RECORDS TO USE.
* Start *
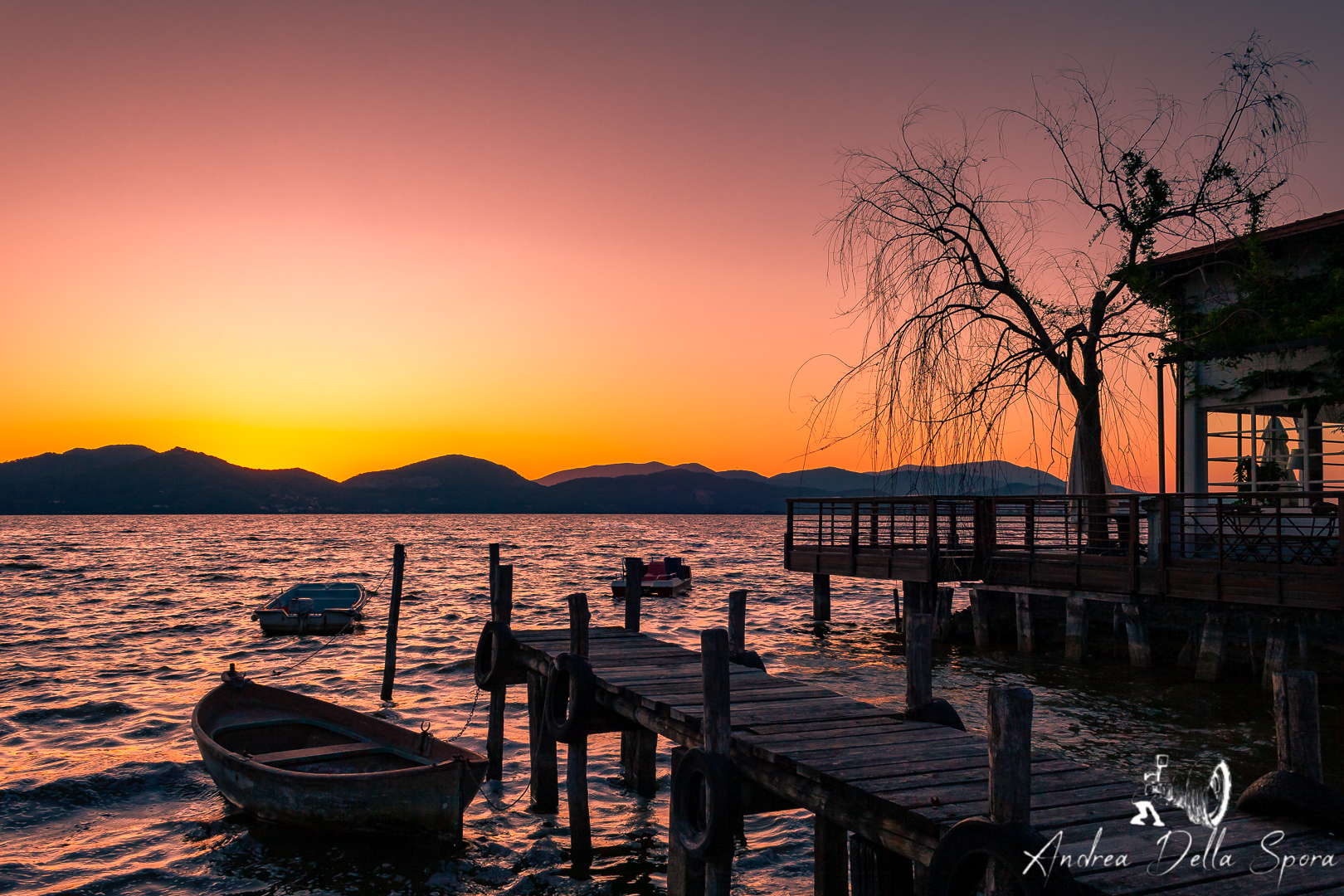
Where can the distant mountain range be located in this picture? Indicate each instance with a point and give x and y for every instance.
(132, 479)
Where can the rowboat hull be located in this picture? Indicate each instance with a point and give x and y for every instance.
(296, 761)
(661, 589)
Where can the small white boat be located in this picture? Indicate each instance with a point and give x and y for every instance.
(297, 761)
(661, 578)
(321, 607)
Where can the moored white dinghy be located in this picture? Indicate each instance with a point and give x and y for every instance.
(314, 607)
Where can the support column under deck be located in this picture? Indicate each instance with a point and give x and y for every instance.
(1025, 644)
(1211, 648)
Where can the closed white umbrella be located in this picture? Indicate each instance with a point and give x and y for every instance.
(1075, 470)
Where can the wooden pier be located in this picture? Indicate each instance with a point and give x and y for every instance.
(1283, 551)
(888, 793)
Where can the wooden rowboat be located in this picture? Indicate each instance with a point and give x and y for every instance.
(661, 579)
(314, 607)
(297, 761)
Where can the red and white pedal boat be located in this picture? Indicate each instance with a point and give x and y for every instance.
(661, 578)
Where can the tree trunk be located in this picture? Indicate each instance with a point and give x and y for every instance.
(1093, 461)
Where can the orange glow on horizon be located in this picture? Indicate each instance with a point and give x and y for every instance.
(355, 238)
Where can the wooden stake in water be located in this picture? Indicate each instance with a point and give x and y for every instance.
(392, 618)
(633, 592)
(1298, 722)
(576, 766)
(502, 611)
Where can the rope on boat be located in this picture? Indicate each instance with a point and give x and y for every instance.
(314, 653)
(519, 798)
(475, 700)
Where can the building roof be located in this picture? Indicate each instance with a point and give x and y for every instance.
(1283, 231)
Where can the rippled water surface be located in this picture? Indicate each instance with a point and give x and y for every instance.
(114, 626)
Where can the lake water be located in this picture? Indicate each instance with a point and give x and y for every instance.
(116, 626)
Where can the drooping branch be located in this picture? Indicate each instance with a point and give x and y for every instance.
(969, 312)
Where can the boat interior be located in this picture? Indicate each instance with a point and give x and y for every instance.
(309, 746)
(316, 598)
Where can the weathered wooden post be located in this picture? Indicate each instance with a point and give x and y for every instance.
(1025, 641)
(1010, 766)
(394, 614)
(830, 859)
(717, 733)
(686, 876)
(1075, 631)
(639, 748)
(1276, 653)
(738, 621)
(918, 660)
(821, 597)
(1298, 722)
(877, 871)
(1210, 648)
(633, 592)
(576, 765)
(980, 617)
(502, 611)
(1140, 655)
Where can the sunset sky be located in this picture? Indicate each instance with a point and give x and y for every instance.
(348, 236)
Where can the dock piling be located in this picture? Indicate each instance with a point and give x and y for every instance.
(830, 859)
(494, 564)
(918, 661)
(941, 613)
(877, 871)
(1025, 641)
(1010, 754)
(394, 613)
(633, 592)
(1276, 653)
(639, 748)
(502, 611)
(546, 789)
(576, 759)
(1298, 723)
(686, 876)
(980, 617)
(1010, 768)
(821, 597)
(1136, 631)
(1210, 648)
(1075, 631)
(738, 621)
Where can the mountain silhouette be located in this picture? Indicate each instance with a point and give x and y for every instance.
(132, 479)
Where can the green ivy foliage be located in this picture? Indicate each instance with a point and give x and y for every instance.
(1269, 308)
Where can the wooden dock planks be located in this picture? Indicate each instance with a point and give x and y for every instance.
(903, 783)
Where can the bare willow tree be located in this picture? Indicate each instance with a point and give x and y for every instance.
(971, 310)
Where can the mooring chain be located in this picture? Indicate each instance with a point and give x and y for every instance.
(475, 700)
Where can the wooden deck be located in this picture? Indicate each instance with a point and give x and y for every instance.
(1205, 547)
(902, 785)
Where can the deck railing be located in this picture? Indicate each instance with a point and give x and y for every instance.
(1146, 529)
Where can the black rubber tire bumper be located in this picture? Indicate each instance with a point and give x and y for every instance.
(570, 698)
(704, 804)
* End *
Print the records above exactly as they stand, but leave out the pictures.

SOLUTION FOR THIS TASK.
Where can the distant mountain range be located in this picture? Indicate each instance with a point and give x and y for every instance.
(132, 479)
Where can the rowboat hull be located in this picture? Indicate each instance with a point and give x and y for every instance.
(296, 761)
(661, 589)
Where can the small white boat be located in this picture? Indicate each instance with a point and give x and y for every instance.
(297, 761)
(661, 578)
(321, 607)
Where can the moored white dinghy be located in this picture? Indicate each instance with a point and give x and y for every instance.
(314, 607)
Where can the support column under deck be located in this picture? Indicate each instance with a point and give x and y for every instance.
(1025, 644)
(1211, 648)
Where can the closed white umbrella be located in this picture? Indicate each instance with a point and give x and y for every instance.
(1075, 470)
Where can the wooden pier be located in this picture? Indicate each instance with a point and give x and y for every instance.
(1283, 551)
(888, 793)
Where can the wooden rowboat be located in this picture? Indicate each instance with a point and give x and y for every instance.
(661, 579)
(314, 607)
(297, 761)
Where can the red and white pedal boat be located in this picture? Indicate each instance with a point and give x and y for every instance.
(661, 578)
Where can the tree trunk be located in this picture? Indicate each instance with a point and give x and y for every instance.
(1093, 461)
Where can the orange glow on horizon be located in this picture? Indicate each instance with a point and give x and y for every instance.
(355, 238)
Where can the wooden stake in water be located in this picture? Indicate each instance with a point and give x and y for every instance.
(392, 618)
(633, 592)
(1298, 722)
(576, 766)
(502, 611)
Where can the rope on boat be located in this picture? Indicate each instance with a point and give x and y for every instance.
(314, 653)
(519, 798)
(475, 700)
Where can the building roof be located in this picture? Indicate each instance with a point and give x and y for every instance.
(1283, 231)
Where can the rippled water surface be located in this picture? Indicate each instance with a point and give x and y for every instance.
(114, 626)
Where can the lake water be located in this picture? Indicate each instance with a point and give x and y for every instance.
(116, 626)
Where can the drooping branch be located in this picture? Indicate each instance with a point and give x and y for every instance.
(969, 312)
Where can the boat interior be located in this picture? Indicate each instance with a point and give x and y for every instance.
(309, 746)
(316, 598)
Where can the weathered wooden post be located in this picture? Indicate each instance with a point and give x and y for every instance.
(1025, 641)
(1010, 766)
(394, 614)
(830, 859)
(717, 733)
(686, 876)
(1075, 631)
(639, 748)
(1276, 653)
(738, 621)
(918, 660)
(821, 597)
(1298, 722)
(877, 871)
(1210, 648)
(633, 592)
(576, 765)
(980, 617)
(502, 611)
(1140, 655)
Where can the sunset sky be located in this picture? Indicate each instance with a point and give x and y for every instance.
(348, 236)
Where can the dock piling be located in this picture? Indicate each instance with a point and give x and y for every instance.
(830, 859)
(494, 564)
(918, 661)
(941, 613)
(877, 871)
(1025, 641)
(1010, 754)
(394, 613)
(633, 592)
(1276, 653)
(639, 748)
(502, 611)
(546, 789)
(576, 759)
(1298, 723)
(686, 876)
(980, 617)
(1010, 768)
(821, 597)
(1136, 631)
(1210, 648)
(1075, 631)
(738, 621)
Where can the mountain silhouette be located in this picture? Indicate each instance with a point and give x and y for every instance.
(132, 479)
Where can the green ivy foliage be located in this picture? Indicate each instance with a point and give x and y for every instance.
(1269, 308)
Where can the wooden dock planks be located in this picture? Indicate each instance with a point and give x and y for every instance.
(903, 783)
Where can the bare willow tree be located in this picture? Indicate each instance with a point and give x and y for every instance.
(971, 310)
Where can the mooring chain be located in this picture? Indicate each instance with a point and give x and y for every instance.
(475, 700)
Where can the wooden deck be located in this picture? Indicate each instance with a point and give x and y for every instance.
(1205, 547)
(902, 785)
Where can the deck railing be located in this picture? Indicate each instance with a point and give x and y for every instance.
(1146, 529)
Where can the black rubber tire bumper be located in this picture? Indicate each instance with a point and give x and y for every instance.
(570, 698)
(704, 804)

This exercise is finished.